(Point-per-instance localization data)

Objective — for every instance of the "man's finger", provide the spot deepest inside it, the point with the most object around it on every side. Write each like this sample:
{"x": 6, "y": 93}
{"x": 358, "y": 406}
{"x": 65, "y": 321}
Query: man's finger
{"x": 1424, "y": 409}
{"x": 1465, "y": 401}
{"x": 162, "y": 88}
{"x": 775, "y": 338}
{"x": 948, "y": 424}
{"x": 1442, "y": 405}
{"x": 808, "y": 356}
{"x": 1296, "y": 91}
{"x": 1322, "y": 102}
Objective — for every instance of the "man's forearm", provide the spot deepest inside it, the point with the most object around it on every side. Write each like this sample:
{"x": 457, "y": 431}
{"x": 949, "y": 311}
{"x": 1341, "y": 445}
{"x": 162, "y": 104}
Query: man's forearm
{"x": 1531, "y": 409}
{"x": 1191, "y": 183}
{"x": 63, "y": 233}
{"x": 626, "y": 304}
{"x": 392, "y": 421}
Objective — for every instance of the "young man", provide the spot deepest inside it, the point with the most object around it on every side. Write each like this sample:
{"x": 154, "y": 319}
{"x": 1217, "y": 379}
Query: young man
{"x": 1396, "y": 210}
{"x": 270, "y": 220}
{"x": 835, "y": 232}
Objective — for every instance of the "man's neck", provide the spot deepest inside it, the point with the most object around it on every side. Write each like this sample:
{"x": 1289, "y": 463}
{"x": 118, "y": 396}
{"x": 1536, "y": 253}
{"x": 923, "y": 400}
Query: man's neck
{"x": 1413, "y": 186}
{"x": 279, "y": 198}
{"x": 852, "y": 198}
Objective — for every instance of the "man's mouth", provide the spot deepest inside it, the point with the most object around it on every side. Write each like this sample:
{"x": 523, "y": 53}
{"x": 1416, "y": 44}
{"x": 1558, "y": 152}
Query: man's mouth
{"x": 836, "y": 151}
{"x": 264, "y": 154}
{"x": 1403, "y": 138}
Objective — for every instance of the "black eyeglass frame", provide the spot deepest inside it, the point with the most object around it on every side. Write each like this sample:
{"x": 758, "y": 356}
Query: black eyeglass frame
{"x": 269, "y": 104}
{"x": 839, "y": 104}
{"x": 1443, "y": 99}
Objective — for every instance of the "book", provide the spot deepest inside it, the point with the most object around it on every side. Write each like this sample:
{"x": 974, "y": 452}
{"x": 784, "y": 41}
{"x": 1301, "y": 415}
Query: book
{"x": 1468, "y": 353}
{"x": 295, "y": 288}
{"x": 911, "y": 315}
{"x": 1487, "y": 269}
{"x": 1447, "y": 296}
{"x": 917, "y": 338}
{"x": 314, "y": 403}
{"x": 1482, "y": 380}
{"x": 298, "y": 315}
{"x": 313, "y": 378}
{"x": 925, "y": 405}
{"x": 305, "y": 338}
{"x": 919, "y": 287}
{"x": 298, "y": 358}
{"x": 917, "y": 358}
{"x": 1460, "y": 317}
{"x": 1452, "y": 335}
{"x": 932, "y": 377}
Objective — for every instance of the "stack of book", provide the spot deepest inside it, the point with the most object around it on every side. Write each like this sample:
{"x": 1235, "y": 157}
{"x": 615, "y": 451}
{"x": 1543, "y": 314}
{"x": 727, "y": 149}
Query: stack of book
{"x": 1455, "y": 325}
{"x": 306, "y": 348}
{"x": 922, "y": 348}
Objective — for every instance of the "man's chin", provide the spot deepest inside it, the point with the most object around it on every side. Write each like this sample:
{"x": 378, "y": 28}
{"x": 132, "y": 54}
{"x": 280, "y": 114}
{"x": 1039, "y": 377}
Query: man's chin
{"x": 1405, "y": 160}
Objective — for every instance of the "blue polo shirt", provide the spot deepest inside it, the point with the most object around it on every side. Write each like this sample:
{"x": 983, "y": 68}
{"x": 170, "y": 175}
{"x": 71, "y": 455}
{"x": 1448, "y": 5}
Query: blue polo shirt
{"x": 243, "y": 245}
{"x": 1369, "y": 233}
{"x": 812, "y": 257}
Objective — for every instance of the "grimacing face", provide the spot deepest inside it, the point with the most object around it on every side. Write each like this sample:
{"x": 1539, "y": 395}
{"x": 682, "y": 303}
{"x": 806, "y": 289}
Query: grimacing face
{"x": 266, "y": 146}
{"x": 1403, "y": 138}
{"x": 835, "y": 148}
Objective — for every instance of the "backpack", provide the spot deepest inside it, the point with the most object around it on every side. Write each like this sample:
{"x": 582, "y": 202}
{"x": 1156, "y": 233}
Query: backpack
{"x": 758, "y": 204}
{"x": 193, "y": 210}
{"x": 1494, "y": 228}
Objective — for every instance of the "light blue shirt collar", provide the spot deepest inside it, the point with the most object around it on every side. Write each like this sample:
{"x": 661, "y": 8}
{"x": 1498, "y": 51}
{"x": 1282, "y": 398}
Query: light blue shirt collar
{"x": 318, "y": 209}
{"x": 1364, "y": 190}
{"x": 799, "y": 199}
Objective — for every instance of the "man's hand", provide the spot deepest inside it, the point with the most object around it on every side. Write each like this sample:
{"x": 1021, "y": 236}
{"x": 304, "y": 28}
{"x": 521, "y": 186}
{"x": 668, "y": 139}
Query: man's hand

__EXERCISE AIM__
Show the lines in the entries above that include the string "hand".

__WRITTEN RESPONSE__
Objective — for every instance of the "man's hand", provide the spot deepest inside it, the point with the most object around it on every side. Write each like this sample:
Query: man's hand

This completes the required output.